(Excerpt from a dataset)
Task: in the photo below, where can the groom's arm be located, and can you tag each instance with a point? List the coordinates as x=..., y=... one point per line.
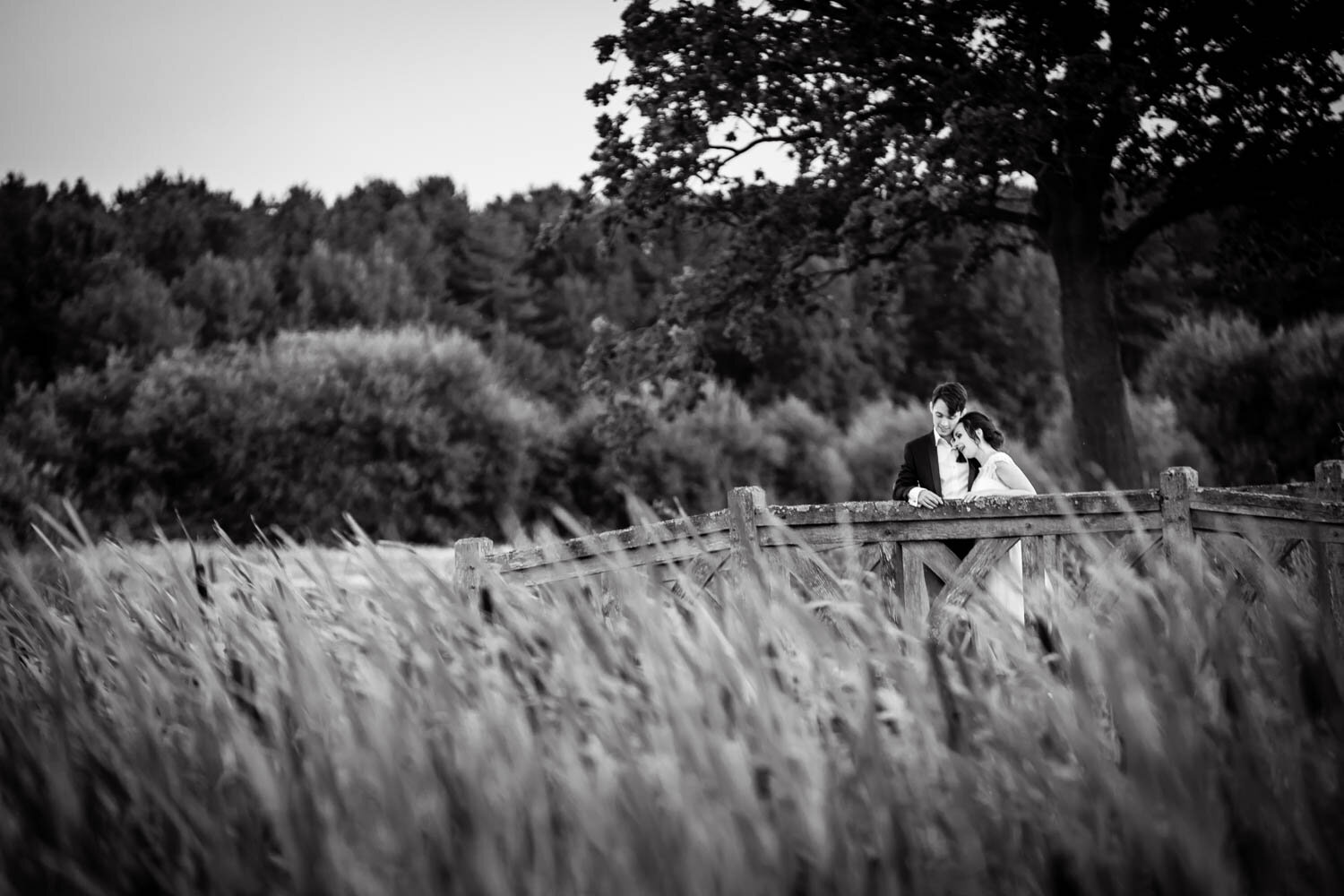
x=908, y=478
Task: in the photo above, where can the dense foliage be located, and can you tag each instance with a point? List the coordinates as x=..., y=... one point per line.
x=144, y=343
x=1083, y=128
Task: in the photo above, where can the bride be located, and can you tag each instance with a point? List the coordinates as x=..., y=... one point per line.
x=978, y=440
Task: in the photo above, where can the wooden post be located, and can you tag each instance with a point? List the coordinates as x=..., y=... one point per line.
x=1177, y=484
x=1330, y=487
x=746, y=506
x=1330, y=479
x=1039, y=565
x=468, y=560
x=914, y=591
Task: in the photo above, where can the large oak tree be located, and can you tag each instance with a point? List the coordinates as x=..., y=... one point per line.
x=1085, y=126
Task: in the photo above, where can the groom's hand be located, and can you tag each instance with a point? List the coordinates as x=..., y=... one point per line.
x=927, y=498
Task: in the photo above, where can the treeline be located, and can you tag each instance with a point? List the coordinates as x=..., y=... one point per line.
x=437, y=370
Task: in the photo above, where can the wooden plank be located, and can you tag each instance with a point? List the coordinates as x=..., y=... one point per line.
x=1279, y=506
x=1239, y=555
x=1281, y=551
x=746, y=506
x=914, y=592
x=1177, y=485
x=827, y=536
x=594, y=564
x=1265, y=528
x=866, y=512
x=519, y=562
x=1039, y=563
x=969, y=576
x=690, y=530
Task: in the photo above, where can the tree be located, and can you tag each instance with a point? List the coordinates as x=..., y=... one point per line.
x=1083, y=126
x=51, y=245
x=171, y=222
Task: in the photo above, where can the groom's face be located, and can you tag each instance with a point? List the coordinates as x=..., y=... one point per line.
x=943, y=418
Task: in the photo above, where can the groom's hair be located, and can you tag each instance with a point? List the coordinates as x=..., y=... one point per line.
x=952, y=394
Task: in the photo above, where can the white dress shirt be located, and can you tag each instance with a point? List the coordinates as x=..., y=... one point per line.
x=956, y=477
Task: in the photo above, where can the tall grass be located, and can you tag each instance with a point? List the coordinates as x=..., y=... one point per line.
x=349, y=723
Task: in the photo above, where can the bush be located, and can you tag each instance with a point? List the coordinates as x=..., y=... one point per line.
x=1265, y=406
x=409, y=432
x=413, y=433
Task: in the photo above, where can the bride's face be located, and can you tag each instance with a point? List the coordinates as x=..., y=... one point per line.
x=964, y=444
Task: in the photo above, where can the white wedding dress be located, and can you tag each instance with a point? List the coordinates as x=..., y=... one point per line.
x=1004, y=581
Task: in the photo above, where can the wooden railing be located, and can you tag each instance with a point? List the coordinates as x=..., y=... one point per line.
x=1244, y=528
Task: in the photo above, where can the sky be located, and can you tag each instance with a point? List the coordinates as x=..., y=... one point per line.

▶ What the task asks
Reproduce the material above from its start up to and including the line with "x=908, y=478", keeping the request, but multiply each point coordinate in the answer by 0.3 and round to whole numbers, halves up. Omit the picture.

▶ In response
Task: in the photo below, where can the groom's arm be located, and can you tag each instance with a point? List the coordinates as x=..., y=... one point per line.
x=272, y=143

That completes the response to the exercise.